- [PROBLEMS TO WORK ON]
a) Which named places (towns, counties, or streets) does the article about the Easton enterprise zone mention? List each one once.
b) Continue the article about the Easton enterprise zone from its last sentence.

-- EXCERPT follows --

State lists enterprise zone for Easton
EASTON — Town and county officials are trying to revitalize one of the poorer areas of Easton using a state-sponsored tax credit incentive meant to draw businesses and jobs.
Through the program, businesses that come to the new enterprise zone in Easton, create jobs and make capital investments can benefit from real property and state income tax credits.
“The new enterprise zone will foster government and citizen collaboration for two
major redevelopment priority areas for the Town of Easton — Port Street and the hospital site — setting the stage for capital investments and jobs for our community,” Easton Mayor Bob Willey said. “The enterprise zone will be a key incentive for businesses to grow and attract jobs to a much-needed part of town.”
The enterprise zone covers 90 acres and several large, vacant buildings from Port Street to Washington Street and down Washington Street to the area of the hospital, which is slated for redevelopment once the hospital moves just north of Easton. It’s the first enterprise zone for Talbot County since the program started in 1982. It only covers business properties and does not include residential properties.

-- EXCERPT concluded --
-- DATA EXCERPTS follows --

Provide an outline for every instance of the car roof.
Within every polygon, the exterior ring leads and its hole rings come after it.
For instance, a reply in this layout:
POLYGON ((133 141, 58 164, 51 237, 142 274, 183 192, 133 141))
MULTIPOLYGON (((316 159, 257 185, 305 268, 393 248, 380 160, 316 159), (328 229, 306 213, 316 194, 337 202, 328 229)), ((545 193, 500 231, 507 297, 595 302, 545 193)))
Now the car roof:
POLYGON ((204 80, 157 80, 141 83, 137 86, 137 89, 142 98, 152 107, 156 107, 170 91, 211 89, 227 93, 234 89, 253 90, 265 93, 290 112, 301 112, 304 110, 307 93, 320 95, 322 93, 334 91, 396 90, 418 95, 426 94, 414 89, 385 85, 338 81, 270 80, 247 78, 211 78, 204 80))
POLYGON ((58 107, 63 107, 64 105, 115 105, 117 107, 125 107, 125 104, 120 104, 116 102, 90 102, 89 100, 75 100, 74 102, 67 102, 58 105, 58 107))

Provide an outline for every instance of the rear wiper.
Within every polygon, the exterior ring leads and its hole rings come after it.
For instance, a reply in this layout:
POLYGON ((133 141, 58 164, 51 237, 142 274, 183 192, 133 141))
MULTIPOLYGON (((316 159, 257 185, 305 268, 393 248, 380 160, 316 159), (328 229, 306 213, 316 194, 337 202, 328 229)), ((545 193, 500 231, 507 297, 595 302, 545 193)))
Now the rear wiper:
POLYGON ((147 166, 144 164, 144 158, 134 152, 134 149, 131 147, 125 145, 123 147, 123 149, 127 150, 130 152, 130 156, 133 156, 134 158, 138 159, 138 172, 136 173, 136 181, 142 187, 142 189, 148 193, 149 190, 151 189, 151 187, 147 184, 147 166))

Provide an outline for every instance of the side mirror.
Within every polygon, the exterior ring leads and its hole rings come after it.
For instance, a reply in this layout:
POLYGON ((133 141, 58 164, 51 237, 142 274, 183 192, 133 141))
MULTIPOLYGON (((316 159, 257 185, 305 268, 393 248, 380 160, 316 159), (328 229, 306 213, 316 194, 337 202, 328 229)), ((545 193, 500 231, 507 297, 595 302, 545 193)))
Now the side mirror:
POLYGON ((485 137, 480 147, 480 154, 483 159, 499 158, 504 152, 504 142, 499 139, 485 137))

-- DATA EXCERPTS concluded --

- [RESULTS]
a) Easton, Port Street, Washington Street, Talbot County

b)
Easton Economic Development Corporation Executive Director Tracy Ward said there are two scenarios in which the tax credit would kick in.
One is a real property tax credit. When a property owner makes an investment in their lot, the enterprise zone enables the business to apply for an 80 percent credit for the first five years on that investment. The state then reimburses the county or town at 50 percent.
The other tax credit kicks in when a business makes new hires.
Despite getting a tax break, the investments still are adding a new tax base, making it a “good deal for the town and county, and it’s also a good deal for the state,” Ward said.
“It’s really a program that brings all the parties to the table. It requires business investment, it protects citizens because the tax base is growing,” Ward said. “The town and county and the state are basically recognizing that businesses need incentives to do expansions or to come into certain communities, and this particular community ... has a very high poverty rate.”
Ward said a lot of people who live in the neighborhood of the enterprise zone are working full time, but they have low wages, which is why “that particular census tract was deserving to be an enterprise zone,” she said.
The enterprise zone was built around Census Tract 9603 on Port and Washington streets.
According to the Census Bureau, Talbot County’s median household income in $58,228, and Easton’s median household income is $50,496. But in the enterprise zone, the median household income is $35,578, and more than 21 percent of the residents make between $15,000 and $24,900.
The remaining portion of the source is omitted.